**REQUIREMENT 1**
For the passage about the power outage, state whether each statement agrees with the text, answering yes or no and quoting the deciding words: (a) The second outage began on the morning of Thanksgiving. (b) The oil lamps had been owned for more than twenty years. (c) Ed lit the oil lamps.
**REQUIREMENT 2**
Using the passage about the power outage, explain in one to three sentences why the second outage left the household without light.
**REQUIREMENT 3**
Set down word for word the part of the passage about the power outage that begins at the words "Last time I" and ends after the words "for the light.".

Last week when we had the two power outages, we had another interesting event as well. The second outage occurred in the late afternoon of Thanksgiving, so that meant we had no light and up here it's dark in the winter without electric lights. Ed lit the two propane lamps, which burn with great brightness, and I lit a couple of small, decorator oil lamps for the bedroom and bathroom. That's the usual routine.
Last time I used the oil lamps, I had trouble with the wicks in both of them. We've had these lamps for over two decades. They came from Pottery Barn and were very trendy for a brief while because they are very pretty. Small, clear glass cylinders with a little oil-holding sphere within. You send a match down and light the wick and it glows like a glass candle. Very nice. Not a lot of light, but enough for our purposes or for a glamor touch if you are in to those touches. Which is to say, if you burn candles when you don't need them for the light.
The wick was continuing to be problematic, providing way more flame than was needed, so I trimmed them down and just accepted that there was more flame than necessary. Two hours plus and the power went back on, I blew out the oil lamps, turned off the propane lamps, and we returned to cooking dinner.

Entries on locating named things
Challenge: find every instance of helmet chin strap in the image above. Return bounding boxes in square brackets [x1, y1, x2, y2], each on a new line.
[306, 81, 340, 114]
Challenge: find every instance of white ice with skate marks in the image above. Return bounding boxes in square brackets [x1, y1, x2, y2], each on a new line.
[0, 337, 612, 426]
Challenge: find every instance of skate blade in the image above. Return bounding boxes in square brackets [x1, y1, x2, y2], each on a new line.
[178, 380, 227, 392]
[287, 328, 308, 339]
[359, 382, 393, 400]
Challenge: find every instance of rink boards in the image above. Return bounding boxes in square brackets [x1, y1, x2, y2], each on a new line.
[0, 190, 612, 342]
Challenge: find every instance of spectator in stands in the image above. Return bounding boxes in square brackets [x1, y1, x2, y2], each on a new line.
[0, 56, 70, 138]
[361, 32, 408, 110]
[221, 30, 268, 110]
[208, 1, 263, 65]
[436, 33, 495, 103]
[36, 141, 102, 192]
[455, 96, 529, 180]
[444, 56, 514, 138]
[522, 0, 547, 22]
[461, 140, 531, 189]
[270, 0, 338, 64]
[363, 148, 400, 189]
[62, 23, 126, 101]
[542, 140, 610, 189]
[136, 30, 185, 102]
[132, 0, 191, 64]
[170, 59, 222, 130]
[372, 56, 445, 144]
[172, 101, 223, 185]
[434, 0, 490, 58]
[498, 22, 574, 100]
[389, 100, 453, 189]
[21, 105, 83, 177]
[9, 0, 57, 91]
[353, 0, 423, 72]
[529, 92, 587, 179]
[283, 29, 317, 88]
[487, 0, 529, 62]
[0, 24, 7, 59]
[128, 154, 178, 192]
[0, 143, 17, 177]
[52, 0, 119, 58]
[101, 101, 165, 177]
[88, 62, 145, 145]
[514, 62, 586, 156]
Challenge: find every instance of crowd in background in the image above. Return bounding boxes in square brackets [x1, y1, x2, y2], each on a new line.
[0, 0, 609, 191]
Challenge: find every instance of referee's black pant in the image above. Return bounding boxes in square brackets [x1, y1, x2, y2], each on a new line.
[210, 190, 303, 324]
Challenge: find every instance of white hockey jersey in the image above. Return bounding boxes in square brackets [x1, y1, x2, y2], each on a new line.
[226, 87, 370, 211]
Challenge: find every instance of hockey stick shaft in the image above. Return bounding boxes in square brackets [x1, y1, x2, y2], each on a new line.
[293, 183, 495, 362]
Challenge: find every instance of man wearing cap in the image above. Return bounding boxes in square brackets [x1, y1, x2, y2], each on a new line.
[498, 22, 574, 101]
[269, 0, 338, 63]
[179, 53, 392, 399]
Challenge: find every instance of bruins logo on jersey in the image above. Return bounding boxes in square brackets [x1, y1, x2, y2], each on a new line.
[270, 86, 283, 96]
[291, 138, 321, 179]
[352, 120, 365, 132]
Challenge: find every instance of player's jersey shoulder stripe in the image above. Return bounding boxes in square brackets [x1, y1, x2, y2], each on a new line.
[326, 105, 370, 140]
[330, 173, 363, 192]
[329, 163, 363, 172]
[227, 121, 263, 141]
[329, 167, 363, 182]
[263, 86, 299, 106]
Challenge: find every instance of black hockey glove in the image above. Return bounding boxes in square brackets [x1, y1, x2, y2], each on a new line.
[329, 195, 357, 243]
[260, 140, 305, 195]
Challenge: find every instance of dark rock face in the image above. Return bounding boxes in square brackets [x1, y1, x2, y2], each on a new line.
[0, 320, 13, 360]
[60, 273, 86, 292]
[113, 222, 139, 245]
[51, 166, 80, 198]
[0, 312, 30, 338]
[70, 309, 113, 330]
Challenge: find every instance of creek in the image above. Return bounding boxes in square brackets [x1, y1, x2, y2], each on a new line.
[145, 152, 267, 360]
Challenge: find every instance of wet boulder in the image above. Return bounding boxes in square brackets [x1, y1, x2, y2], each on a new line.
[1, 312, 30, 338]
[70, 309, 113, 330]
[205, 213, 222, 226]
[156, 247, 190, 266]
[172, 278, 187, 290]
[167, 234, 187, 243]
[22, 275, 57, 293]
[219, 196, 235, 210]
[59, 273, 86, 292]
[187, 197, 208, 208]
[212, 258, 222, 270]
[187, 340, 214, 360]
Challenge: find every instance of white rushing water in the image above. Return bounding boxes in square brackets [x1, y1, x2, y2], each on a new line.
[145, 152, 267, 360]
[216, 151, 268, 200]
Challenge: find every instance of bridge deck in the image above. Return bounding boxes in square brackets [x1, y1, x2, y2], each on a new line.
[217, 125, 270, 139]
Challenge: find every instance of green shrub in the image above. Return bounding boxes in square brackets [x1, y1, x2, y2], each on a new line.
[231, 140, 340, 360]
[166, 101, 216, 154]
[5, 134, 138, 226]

**EXERCISE SOLUTION 1**
(a) No: "The second outage occurred in the late afternoon of Thanksgiving"
(b) Yes: "We've had these lamps for over two decades."
(c) No: "Ed lit the two propane lamps, which burn with great brightness, and I lit a couple of small, decorator oil lamps for the bedroom and bathroom."

**EXERCISE SOLUTION 2**
The second outage happened in the late afternoon of Thanksgiving. Where they live, it is dark in the winter without electric lights, so losing power at that hour meant having no light.

**EXERCISE SOLUTION 3**
Last time I used the oil lamps, I had trouble with the wicks in both of them. We've had these lamps for over two decades. They came from Pottery Barn and were very trendy for a brief while because they are very pretty. Small, clear glass cylinders with a little oil-holding sphere within. You send a match down and light the wick and it glows like a glass candle. Very nice. Not a lot of light, but enough for our purposes or for a glamor touch if you are in to those touches. Which is to say, if you burn candles when you don't need them for the light.